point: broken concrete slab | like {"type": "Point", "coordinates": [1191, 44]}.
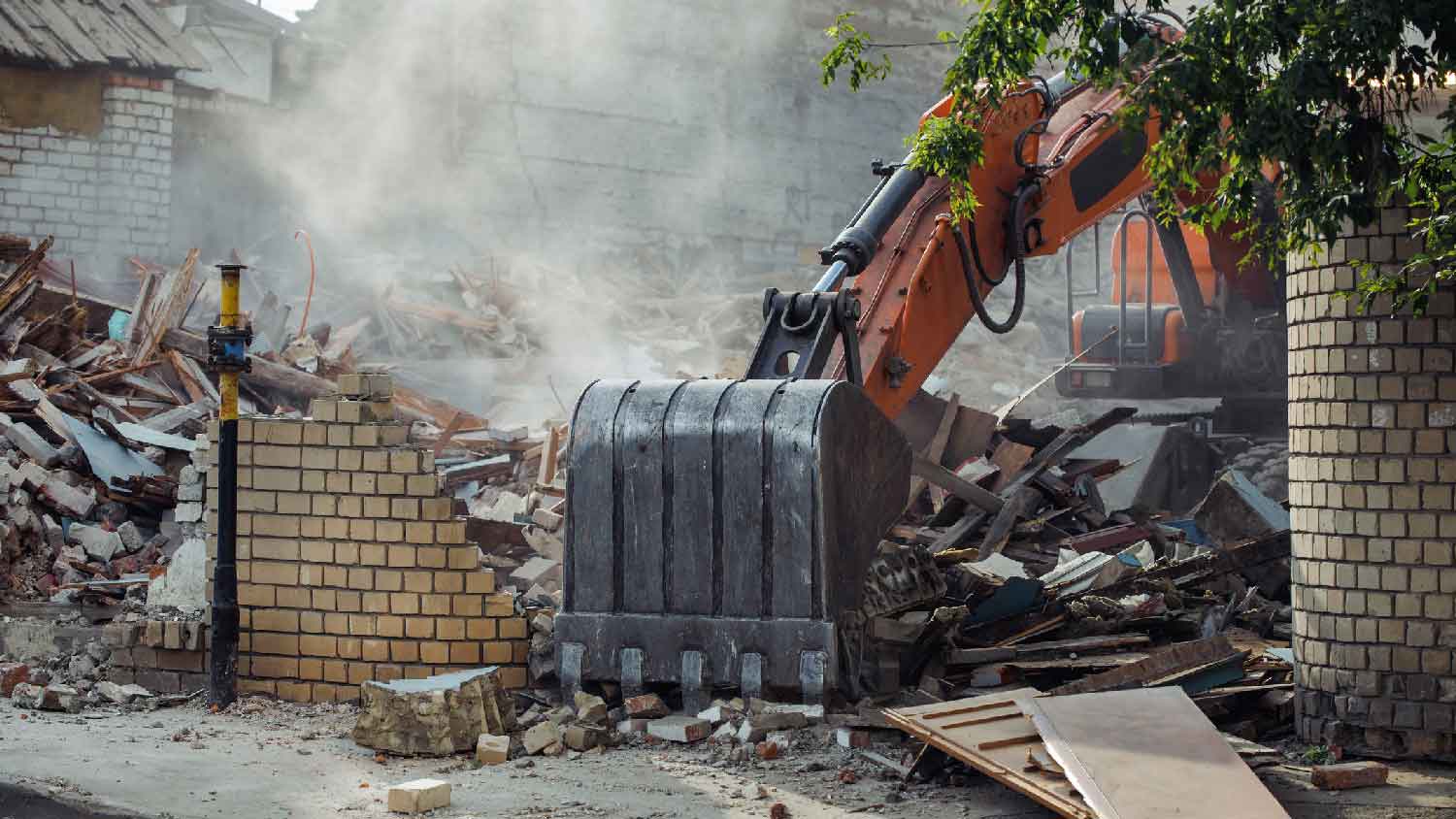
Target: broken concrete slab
{"type": "Point", "coordinates": [418, 796]}
{"type": "Point", "coordinates": [542, 737]}
{"type": "Point", "coordinates": [1348, 775]}
{"type": "Point", "coordinates": [96, 541]}
{"type": "Point", "coordinates": [491, 749]}
{"type": "Point", "coordinates": [678, 729]}
{"type": "Point", "coordinates": [436, 716]}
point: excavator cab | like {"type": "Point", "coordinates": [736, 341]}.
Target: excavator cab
{"type": "Point", "coordinates": [1173, 325]}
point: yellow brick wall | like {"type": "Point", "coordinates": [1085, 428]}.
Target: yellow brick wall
{"type": "Point", "coordinates": [349, 563]}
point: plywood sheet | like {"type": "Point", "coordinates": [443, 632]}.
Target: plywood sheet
{"type": "Point", "coordinates": [1149, 754]}
{"type": "Point", "coordinates": [995, 737]}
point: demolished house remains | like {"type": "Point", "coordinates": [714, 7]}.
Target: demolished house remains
{"type": "Point", "coordinates": [795, 542]}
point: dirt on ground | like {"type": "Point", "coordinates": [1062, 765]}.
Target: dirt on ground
{"type": "Point", "coordinates": [270, 760]}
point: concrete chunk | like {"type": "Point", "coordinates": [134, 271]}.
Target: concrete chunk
{"type": "Point", "coordinates": [418, 796]}
{"type": "Point", "coordinates": [678, 729]}
{"type": "Point", "coordinates": [98, 542]}
{"type": "Point", "coordinates": [436, 716]}
{"type": "Point", "coordinates": [491, 749]}
{"type": "Point", "coordinates": [1348, 775]}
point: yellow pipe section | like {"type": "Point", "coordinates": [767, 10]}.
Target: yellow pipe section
{"type": "Point", "coordinates": [230, 316]}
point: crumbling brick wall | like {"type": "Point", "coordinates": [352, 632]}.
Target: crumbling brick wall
{"type": "Point", "coordinates": [1372, 432]}
{"type": "Point", "coordinates": [105, 192]}
{"type": "Point", "coordinates": [351, 566]}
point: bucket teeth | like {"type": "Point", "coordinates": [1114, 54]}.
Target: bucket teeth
{"type": "Point", "coordinates": [721, 528]}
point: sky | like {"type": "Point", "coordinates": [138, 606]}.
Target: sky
{"type": "Point", "coordinates": [287, 8]}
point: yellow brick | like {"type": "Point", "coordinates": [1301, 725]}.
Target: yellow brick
{"type": "Point", "coordinates": [405, 461]}
{"type": "Point", "coordinates": [465, 557]}
{"type": "Point", "coordinates": [276, 525]}
{"type": "Point", "coordinates": [270, 643]}
{"type": "Point", "coordinates": [361, 624]}
{"type": "Point", "coordinates": [373, 553]}
{"type": "Point", "coordinates": [320, 458]}
{"type": "Point", "coordinates": [273, 548]}
{"type": "Point", "coordinates": [480, 582]}
{"type": "Point", "coordinates": [513, 627]}
{"type": "Point", "coordinates": [434, 652]}
{"type": "Point", "coordinates": [274, 620]}
{"type": "Point", "coordinates": [314, 435]}
{"type": "Point", "coordinates": [274, 667]}
{"type": "Point", "coordinates": [276, 573]}
{"type": "Point", "coordinates": [448, 629]}
{"type": "Point", "coordinates": [436, 508]}
{"type": "Point", "coordinates": [347, 553]}
{"type": "Point", "coordinates": [468, 606]}
{"type": "Point", "coordinates": [401, 650]}
{"type": "Point", "coordinates": [320, 410]}
{"type": "Point", "coordinates": [317, 551]}
{"type": "Point", "coordinates": [434, 604]}
{"type": "Point", "coordinates": [311, 668]}
{"type": "Point", "coordinates": [375, 650]}
{"type": "Point", "coordinates": [495, 652]}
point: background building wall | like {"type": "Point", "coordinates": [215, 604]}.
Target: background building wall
{"type": "Point", "coordinates": [1372, 477]}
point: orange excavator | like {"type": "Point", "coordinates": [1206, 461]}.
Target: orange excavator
{"type": "Point", "coordinates": [719, 531]}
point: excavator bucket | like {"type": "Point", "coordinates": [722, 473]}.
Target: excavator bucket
{"type": "Point", "coordinates": [718, 531]}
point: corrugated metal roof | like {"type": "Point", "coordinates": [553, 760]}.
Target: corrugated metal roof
{"type": "Point", "coordinates": [78, 34]}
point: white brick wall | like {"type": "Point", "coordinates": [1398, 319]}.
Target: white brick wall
{"type": "Point", "coordinates": [102, 197]}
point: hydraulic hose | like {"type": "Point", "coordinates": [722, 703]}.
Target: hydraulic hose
{"type": "Point", "coordinates": [972, 256]}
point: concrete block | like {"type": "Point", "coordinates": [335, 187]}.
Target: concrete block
{"type": "Point", "coordinates": [491, 749]}
{"type": "Point", "coordinates": [678, 729]}
{"type": "Point", "coordinates": [1348, 775]}
{"type": "Point", "coordinates": [418, 796]}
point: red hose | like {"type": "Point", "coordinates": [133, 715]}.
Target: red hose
{"type": "Point", "coordinates": [314, 273]}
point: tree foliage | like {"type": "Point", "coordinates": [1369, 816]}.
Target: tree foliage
{"type": "Point", "coordinates": [1321, 90]}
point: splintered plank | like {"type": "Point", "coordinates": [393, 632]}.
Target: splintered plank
{"type": "Point", "coordinates": [995, 737]}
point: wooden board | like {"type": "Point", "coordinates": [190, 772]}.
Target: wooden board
{"type": "Point", "coordinates": [993, 735]}
{"type": "Point", "coordinates": [1149, 754]}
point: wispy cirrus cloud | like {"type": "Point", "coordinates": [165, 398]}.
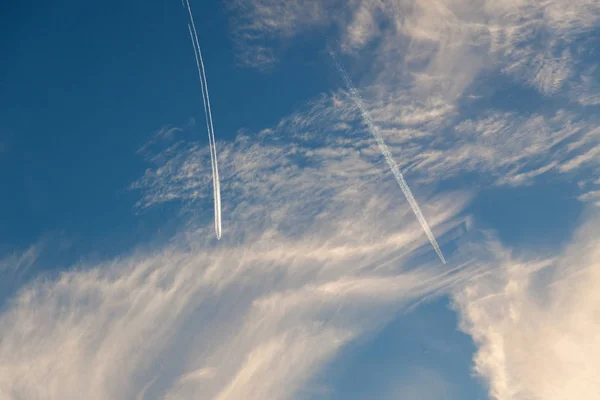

###

Task prompt:
Pick out each line above that contains the word "building" and copy it.

Answer for this exercise:
point: background building wall | like {"type": "Point", "coordinates": [215, 604]}.
Target: background building wall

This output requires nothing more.